Problem requirements: Each line below has to be output exactly, from first to last.

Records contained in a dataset
^^^^^^^^^^^^^^^^

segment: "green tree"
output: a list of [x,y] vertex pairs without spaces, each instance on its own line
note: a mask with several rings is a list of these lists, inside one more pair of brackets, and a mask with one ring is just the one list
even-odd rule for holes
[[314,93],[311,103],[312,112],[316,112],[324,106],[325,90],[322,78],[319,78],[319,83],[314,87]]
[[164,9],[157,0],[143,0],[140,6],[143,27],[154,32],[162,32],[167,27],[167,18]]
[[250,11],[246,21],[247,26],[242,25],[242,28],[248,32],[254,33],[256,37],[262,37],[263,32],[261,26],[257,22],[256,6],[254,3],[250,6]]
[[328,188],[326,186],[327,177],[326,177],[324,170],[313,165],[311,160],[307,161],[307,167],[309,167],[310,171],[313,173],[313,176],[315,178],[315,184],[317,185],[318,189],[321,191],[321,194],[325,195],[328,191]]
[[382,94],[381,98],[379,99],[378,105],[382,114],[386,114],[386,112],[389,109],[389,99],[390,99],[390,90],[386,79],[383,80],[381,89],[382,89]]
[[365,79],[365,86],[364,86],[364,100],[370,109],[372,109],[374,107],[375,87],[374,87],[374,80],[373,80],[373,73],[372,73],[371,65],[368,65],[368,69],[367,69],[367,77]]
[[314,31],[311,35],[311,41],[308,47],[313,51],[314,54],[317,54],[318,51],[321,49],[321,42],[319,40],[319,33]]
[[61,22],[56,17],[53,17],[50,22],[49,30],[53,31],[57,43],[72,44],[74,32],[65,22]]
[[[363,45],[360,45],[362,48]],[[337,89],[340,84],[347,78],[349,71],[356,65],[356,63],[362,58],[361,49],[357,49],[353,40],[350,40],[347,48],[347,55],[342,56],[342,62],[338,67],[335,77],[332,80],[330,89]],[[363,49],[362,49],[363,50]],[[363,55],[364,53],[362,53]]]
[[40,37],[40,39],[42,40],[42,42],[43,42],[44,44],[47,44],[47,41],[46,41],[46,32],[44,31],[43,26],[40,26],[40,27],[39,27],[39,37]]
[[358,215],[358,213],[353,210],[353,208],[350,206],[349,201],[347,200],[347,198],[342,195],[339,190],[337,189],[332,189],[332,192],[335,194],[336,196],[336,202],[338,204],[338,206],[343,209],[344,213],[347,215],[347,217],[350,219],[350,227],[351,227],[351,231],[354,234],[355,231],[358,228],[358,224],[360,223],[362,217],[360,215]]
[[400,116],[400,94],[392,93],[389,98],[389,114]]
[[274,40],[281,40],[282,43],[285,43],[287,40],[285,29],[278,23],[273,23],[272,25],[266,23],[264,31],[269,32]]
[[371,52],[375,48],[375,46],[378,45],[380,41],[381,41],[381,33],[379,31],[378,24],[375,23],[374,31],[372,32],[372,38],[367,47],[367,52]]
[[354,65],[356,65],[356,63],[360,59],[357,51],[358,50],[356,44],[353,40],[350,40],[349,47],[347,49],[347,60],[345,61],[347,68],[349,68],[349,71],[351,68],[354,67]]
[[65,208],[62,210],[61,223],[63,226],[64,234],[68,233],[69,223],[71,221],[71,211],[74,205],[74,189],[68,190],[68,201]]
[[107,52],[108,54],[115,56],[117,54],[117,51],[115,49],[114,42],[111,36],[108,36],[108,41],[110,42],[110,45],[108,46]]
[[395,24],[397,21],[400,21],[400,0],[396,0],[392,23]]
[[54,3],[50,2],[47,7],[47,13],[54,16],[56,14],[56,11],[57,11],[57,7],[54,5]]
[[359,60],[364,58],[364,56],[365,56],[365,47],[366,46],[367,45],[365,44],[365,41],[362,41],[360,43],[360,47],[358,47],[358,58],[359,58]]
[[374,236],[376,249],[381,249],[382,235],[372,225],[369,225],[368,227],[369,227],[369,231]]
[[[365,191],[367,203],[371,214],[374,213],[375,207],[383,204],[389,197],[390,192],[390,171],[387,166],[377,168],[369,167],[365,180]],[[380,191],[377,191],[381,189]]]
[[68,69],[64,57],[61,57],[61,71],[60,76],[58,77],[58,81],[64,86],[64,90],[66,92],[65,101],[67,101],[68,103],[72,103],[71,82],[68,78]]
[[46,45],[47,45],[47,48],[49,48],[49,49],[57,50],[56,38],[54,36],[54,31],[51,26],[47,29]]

^^^^^^^^^^^^^^^^

Solved exercise:
segment: "green tree"
output: a list of [x,y] vertex pairs without spaces, each instance on its own line
note: a mask with several rings is a list of these lists, inside one more pair of brackets, and a mask with one ring is just the one list
even-odd rule for holes
[[314,93],[311,103],[312,112],[316,112],[324,106],[325,90],[322,78],[319,78],[319,83],[314,87]]
[[164,9],[157,0],[143,0],[140,6],[143,27],[154,32],[162,32],[167,27],[167,18]]
[[250,11],[246,21],[247,26],[242,25],[242,28],[248,32],[254,33],[256,37],[262,37],[263,32],[261,26],[257,22],[256,6],[254,3],[250,6]]
[[328,188],[326,186],[327,177],[326,177],[324,170],[313,165],[311,160],[307,161],[307,167],[309,167],[310,171],[313,173],[313,176],[315,178],[315,184],[317,185],[318,189],[321,191],[321,194],[325,195],[328,191]]
[[382,94],[381,98],[379,99],[378,105],[382,114],[386,114],[386,112],[389,109],[389,99],[390,99],[390,90],[386,79],[383,80],[381,89],[382,89]]
[[365,79],[365,86],[364,86],[364,100],[370,109],[372,109],[374,107],[375,87],[374,87],[374,80],[373,80],[373,73],[372,73],[371,65],[368,65],[368,69],[367,69],[367,77]]
[[314,31],[311,35],[311,41],[308,47],[313,51],[314,54],[317,54],[318,51],[321,49],[321,42],[319,40],[319,33]]
[[61,22],[56,17],[53,17],[50,22],[49,30],[53,31],[57,43],[72,44],[74,32],[65,22]]
[[[363,45],[360,45],[362,48]],[[337,89],[340,84],[347,78],[349,71],[356,65],[356,63],[362,58],[361,49],[357,49],[353,40],[350,40],[347,48],[347,55],[342,56],[342,62],[338,67],[335,77],[332,80],[330,89]],[[363,49],[362,49],[363,50]],[[363,55],[364,53],[362,53]]]
[[40,37],[40,39],[42,40],[42,42],[43,42],[44,44],[47,44],[47,41],[46,41],[46,32],[44,31],[43,26],[40,26],[40,27],[39,27],[39,37]]
[[358,215],[358,213],[353,210],[353,208],[350,206],[349,201],[347,200],[347,198],[342,195],[339,190],[337,189],[332,189],[332,192],[335,194],[336,196],[336,202],[338,204],[338,206],[343,209],[344,213],[347,215],[347,217],[350,219],[350,227],[351,227],[351,231],[354,234],[355,231],[358,228],[358,224],[360,223],[362,217],[360,215]]
[[400,116],[400,94],[392,93],[389,98],[389,114]]
[[274,40],[281,40],[282,43],[285,43],[287,40],[285,29],[278,23],[273,23],[272,25],[266,23],[264,31],[269,32]]
[[371,52],[375,48],[375,46],[378,45],[380,41],[381,41],[381,33],[379,31],[378,24],[375,23],[374,31],[372,32],[372,38],[367,47],[367,52]]
[[354,65],[356,65],[356,63],[360,59],[357,51],[358,50],[356,44],[353,40],[350,40],[349,47],[347,49],[347,60],[345,61],[347,68],[349,68],[349,71],[351,68],[354,67]]
[[65,208],[62,210],[61,223],[63,226],[64,234],[68,233],[69,223],[71,221],[71,211],[74,205],[74,189],[68,190],[68,201]]
[[107,52],[108,54],[115,56],[117,54],[117,51],[115,49],[114,42],[111,36],[108,36],[108,41],[110,42],[110,45],[108,46]]
[[395,24],[397,21],[400,21],[400,0],[396,0],[392,23]]
[[54,3],[50,2],[47,7],[47,13],[54,16],[56,14],[56,11],[57,11],[57,7],[54,5]]
[[359,60],[364,58],[364,56],[365,56],[365,47],[366,46],[367,45],[365,44],[365,41],[362,41],[360,43],[360,47],[358,47],[358,58],[359,58]]
[[374,236],[376,249],[381,249],[382,235],[372,225],[369,225],[368,227],[369,227],[369,231]]
[[[365,191],[367,203],[371,214],[374,213],[375,207],[383,204],[389,197],[390,192],[390,171],[387,166],[377,168],[369,167],[365,180]],[[380,191],[377,191],[381,189]]]
[[68,69],[64,57],[61,57],[61,71],[60,76],[58,77],[58,81],[64,86],[64,90],[66,92],[65,101],[67,101],[68,103],[72,103],[71,82],[68,78]]
[[46,45],[47,45],[47,48],[49,48],[49,49],[57,50],[56,38],[54,36],[54,31],[51,26],[47,29]]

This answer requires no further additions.